Prompt
Copy every record exactly, and keep the pictures out.

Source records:
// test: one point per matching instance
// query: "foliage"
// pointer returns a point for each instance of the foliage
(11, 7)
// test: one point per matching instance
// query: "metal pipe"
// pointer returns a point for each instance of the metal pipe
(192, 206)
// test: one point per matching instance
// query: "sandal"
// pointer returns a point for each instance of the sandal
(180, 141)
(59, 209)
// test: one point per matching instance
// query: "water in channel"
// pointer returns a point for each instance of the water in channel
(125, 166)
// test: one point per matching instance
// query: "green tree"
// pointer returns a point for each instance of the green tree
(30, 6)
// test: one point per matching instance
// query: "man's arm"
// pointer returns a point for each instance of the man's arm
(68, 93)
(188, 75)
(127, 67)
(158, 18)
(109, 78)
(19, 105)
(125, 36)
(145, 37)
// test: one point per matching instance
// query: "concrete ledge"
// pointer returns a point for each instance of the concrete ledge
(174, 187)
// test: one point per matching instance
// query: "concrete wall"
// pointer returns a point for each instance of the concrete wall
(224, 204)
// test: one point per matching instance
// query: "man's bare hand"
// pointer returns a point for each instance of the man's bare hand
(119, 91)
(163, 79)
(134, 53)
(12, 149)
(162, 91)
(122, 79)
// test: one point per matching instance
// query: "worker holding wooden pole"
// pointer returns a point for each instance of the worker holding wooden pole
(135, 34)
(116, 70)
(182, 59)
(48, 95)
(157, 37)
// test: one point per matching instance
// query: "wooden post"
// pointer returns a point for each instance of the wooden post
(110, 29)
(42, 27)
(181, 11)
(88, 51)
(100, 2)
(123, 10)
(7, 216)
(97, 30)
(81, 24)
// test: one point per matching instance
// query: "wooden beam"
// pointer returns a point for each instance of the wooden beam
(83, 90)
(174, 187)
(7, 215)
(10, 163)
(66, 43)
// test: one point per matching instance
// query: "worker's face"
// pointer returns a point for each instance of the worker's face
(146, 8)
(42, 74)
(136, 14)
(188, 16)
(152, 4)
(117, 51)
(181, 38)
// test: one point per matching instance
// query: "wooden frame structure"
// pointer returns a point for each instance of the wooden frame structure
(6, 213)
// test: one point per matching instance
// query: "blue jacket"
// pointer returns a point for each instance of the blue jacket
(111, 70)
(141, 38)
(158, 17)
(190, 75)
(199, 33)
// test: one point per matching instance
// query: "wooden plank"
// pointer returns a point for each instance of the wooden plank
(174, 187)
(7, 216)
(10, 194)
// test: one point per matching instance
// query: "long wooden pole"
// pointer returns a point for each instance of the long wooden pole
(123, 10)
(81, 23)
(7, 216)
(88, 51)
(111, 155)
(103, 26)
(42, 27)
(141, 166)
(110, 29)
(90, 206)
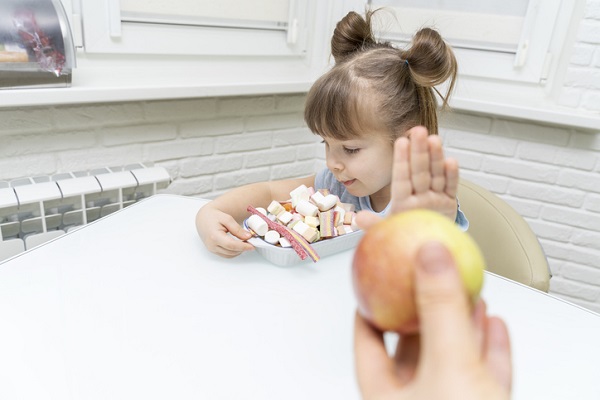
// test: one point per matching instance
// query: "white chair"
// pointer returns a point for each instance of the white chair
(511, 249)
(10, 248)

Task answer
// test: one point per matching instance
// query: "foliage"
// pointer returns a point for each instance of the foliage
(11, 7)
// test: one point per matching instance
// query: "metal pipe"
// pointer returns a point for each instance of the metal pipe
(192, 206)
// test: one point per matching instance
// query: "sandal"
// pointer returns a point for each instance of the sandal
(180, 141)
(59, 209)
// test: one point per matching instance
// query: "water in channel"
// pointer returns a point for each instance of the water in channel
(125, 166)
// test: one point per matching instance
// query: "green tree"
// pointer returns a point for each instance of the green tree
(30, 6)
// test: one point per matching instance
// query: "man's arm"
// pointer returns a point for each instance of the man's arm
(68, 93)
(188, 75)
(127, 67)
(158, 18)
(109, 78)
(19, 105)
(125, 36)
(145, 37)
// test: one point per matching instance
// query: "concrete ledge"
// pointer returns a point for each instance of the concrete ledge
(174, 187)
// test: one point per matching instance
// query: "concrete wall"
// pointer returns a point for each instance of the concrete wall
(224, 204)
// test: one point per matching instance
// query: "man's bare hand"
// pointer returns a point for each instance of the man's bare hand
(119, 91)
(163, 79)
(134, 53)
(12, 149)
(162, 91)
(122, 79)
// test: one point per matching instance
// query: "worker holding wooden pole"
// pointer returns a point for each instance of the worker holding wooden pole
(135, 34)
(116, 70)
(182, 59)
(48, 95)
(157, 37)
// test: one point per matching instance
// query: "wooden post"
// pointer returns a point for each instance of the wooden post
(110, 29)
(42, 27)
(181, 11)
(88, 51)
(100, 2)
(123, 10)
(7, 216)
(97, 30)
(81, 24)
// test: one point per matching instance
// query: "wooden beam"
// pointer returns a point for each instance of the wooden beam
(83, 90)
(174, 187)
(7, 215)
(10, 163)
(66, 43)
// test: one point per matching instance
// query: "worker's face"
// pointer returns a point for each instance of the worker's face
(146, 8)
(42, 74)
(136, 14)
(188, 16)
(152, 4)
(117, 51)
(181, 38)
// test: one point per matching instance
// query: "wooden frame structure"
// pointer returns a point for each instance of the wooden frame structure
(6, 213)
// test: one point per matching instance
// query: "blue jacket"
// pointer returns a point for each instance of the blue jacket
(111, 70)
(141, 38)
(158, 17)
(190, 75)
(199, 33)
// test: one point per matching instance
// query: "wooden plank"
// pointer returns a point for each instance of the wooden plank
(174, 187)
(7, 216)
(10, 194)
// test: one point per matching instance
// query: "long wooden pole"
// pointer returns a point for each instance of the long wooden pole
(123, 10)
(81, 23)
(7, 216)
(88, 51)
(111, 155)
(103, 26)
(42, 27)
(141, 166)
(110, 29)
(90, 206)
// test: one point per matching instance
// query: "white chair"
// pointer returns a point for each instance of the white chair
(511, 249)
(10, 248)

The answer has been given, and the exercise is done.